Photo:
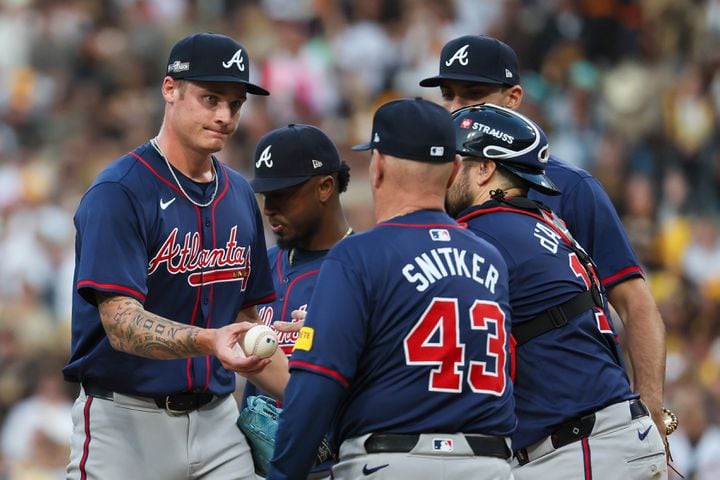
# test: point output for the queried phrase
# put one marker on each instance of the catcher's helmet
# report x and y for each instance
(505, 136)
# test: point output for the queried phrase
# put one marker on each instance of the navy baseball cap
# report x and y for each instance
(211, 57)
(507, 137)
(289, 156)
(476, 58)
(413, 129)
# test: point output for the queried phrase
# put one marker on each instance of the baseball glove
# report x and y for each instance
(259, 422)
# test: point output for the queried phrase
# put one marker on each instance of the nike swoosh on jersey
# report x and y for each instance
(164, 205)
(370, 471)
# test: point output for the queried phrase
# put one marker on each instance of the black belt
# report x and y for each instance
(178, 403)
(401, 443)
(552, 318)
(579, 428)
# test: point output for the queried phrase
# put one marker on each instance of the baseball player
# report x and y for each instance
(477, 69)
(170, 263)
(573, 398)
(405, 344)
(300, 175)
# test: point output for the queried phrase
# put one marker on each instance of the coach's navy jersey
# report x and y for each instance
(294, 285)
(591, 218)
(567, 371)
(412, 317)
(137, 235)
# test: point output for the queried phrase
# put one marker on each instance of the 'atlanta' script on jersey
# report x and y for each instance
(189, 257)
(444, 262)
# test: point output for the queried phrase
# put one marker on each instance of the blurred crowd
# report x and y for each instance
(628, 89)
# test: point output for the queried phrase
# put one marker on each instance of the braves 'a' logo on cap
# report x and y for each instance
(178, 66)
(265, 157)
(460, 55)
(237, 59)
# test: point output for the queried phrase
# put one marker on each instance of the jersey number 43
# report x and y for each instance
(435, 340)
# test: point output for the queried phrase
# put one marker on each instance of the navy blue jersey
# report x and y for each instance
(294, 284)
(591, 218)
(412, 319)
(137, 235)
(567, 371)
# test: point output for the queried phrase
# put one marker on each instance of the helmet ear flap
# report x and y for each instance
(544, 154)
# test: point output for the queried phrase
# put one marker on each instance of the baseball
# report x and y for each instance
(260, 340)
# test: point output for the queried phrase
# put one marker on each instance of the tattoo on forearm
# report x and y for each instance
(132, 329)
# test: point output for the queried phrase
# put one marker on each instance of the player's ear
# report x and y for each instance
(169, 86)
(325, 188)
(457, 165)
(377, 168)
(513, 96)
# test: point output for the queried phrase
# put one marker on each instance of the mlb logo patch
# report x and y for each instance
(439, 235)
(442, 445)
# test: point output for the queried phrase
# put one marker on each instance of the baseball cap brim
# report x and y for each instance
(361, 147)
(264, 185)
(251, 87)
(538, 181)
(437, 80)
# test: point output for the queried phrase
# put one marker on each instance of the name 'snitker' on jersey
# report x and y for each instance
(444, 262)
(189, 257)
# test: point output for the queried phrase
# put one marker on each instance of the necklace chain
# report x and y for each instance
(156, 146)
(291, 255)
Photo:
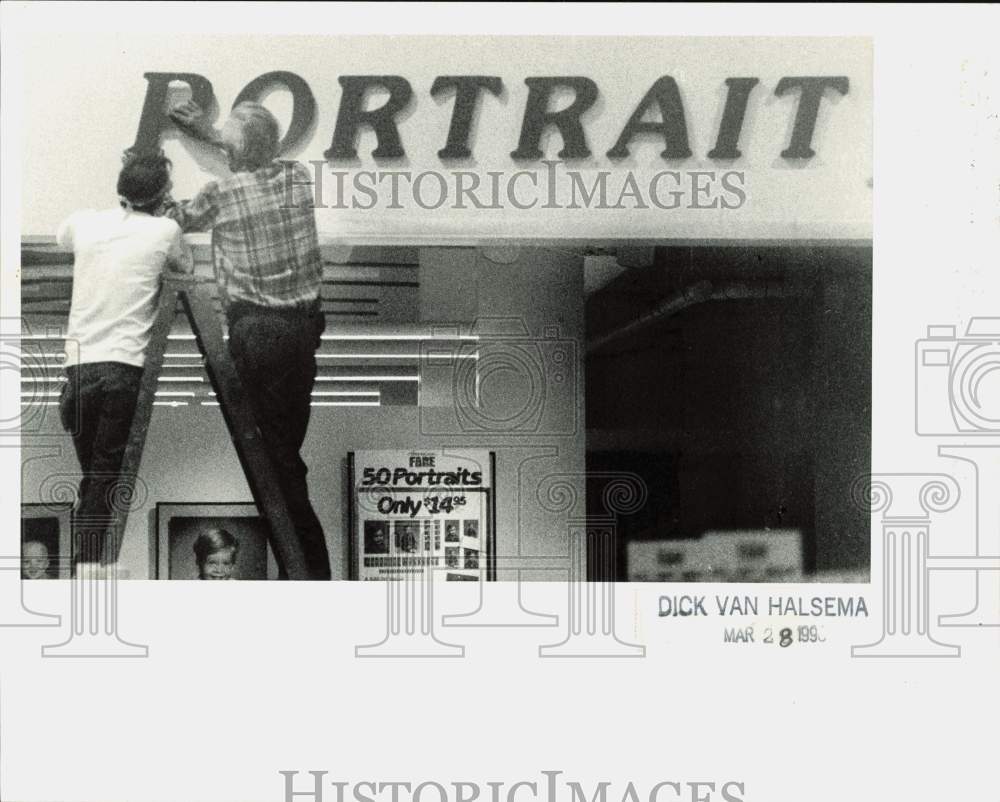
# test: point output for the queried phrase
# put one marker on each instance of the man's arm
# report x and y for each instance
(197, 214)
(191, 118)
(179, 258)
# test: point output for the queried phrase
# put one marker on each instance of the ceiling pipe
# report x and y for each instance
(701, 292)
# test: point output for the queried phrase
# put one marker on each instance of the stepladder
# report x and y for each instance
(192, 296)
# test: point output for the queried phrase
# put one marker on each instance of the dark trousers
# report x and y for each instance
(274, 352)
(96, 407)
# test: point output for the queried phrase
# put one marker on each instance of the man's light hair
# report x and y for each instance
(259, 136)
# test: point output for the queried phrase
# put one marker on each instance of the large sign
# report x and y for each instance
(422, 512)
(471, 138)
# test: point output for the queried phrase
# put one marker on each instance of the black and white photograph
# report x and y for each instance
(211, 541)
(45, 540)
(668, 329)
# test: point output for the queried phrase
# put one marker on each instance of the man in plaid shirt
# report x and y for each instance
(268, 268)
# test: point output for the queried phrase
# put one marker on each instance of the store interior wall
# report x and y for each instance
(744, 413)
(189, 456)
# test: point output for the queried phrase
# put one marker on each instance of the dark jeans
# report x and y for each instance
(96, 407)
(274, 352)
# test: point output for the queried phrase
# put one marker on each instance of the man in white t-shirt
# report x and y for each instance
(119, 257)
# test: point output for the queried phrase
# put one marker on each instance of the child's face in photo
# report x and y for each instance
(35, 561)
(219, 565)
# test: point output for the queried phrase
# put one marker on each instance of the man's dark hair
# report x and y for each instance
(143, 180)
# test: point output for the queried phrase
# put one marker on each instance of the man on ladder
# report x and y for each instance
(268, 268)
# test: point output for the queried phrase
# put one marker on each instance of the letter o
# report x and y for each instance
(303, 102)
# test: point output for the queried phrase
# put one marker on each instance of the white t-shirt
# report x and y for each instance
(119, 258)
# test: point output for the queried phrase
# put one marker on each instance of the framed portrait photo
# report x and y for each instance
(211, 541)
(46, 541)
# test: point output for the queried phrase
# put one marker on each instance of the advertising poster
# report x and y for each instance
(419, 511)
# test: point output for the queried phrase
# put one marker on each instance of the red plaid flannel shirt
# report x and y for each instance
(264, 242)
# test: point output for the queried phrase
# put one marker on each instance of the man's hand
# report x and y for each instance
(190, 116)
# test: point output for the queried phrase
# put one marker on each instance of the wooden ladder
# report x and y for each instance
(196, 301)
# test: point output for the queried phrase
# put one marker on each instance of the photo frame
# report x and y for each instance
(52, 526)
(180, 525)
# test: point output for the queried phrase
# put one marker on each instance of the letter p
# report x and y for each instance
(154, 112)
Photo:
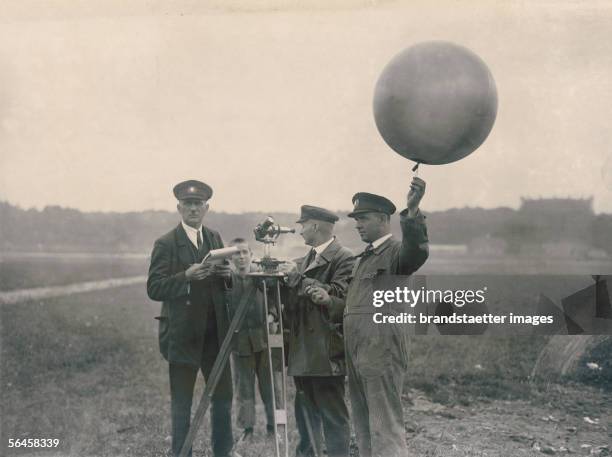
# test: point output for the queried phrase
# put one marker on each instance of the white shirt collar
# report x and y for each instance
(192, 233)
(381, 240)
(320, 248)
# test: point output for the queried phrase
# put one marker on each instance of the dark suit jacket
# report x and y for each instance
(316, 347)
(183, 317)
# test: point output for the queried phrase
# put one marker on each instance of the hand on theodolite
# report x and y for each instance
(318, 295)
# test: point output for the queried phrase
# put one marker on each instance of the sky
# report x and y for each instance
(104, 106)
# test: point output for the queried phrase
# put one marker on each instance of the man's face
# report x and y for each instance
(242, 259)
(192, 211)
(309, 228)
(369, 226)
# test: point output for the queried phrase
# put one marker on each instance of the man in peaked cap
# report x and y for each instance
(193, 319)
(316, 348)
(377, 353)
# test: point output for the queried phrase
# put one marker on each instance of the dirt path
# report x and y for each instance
(39, 293)
(563, 421)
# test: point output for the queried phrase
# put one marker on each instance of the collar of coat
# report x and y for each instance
(325, 257)
(183, 240)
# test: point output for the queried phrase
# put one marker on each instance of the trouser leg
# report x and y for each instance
(359, 409)
(262, 367)
(384, 397)
(221, 404)
(329, 401)
(245, 383)
(376, 376)
(307, 419)
(182, 380)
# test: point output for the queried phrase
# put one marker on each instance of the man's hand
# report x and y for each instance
(417, 190)
(287, 267)
(224, 271)
(318, 295)
(199, 271)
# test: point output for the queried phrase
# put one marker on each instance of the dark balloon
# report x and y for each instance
(435, 103)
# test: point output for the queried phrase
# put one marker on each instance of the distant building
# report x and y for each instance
(556, 219)
(550, 206)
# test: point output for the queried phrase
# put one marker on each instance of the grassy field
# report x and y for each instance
(53, 270)
(86, 369)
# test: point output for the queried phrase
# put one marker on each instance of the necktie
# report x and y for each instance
(311, 256)
(369, 250)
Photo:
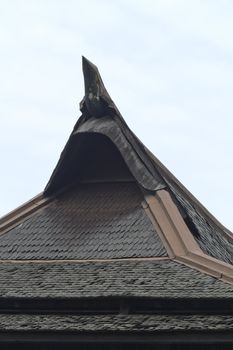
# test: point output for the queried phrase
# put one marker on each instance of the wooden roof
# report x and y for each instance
(112, 224)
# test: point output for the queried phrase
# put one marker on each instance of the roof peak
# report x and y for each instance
(97, 101)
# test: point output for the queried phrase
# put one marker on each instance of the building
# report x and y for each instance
(115, 253)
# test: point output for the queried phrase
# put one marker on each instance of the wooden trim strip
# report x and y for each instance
(162, 258)
(182, 246)
(196, 203)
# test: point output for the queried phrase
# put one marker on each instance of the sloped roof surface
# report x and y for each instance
(90, 221)
(122, 216)
(115, 323)
(163, 279)
(209, 237)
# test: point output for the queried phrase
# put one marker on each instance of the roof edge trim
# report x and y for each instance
(168, 176)
(179, 241)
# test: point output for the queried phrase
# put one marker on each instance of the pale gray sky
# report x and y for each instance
(168, 65)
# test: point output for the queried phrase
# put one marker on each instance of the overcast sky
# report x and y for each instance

TASK PROMPT:
Check each line of the material for "black". Copy the ones that have it.

EXPECTED ANSWER:
# put one marker on each instance of the black belt
# put one marker on each instance of the black and white photograph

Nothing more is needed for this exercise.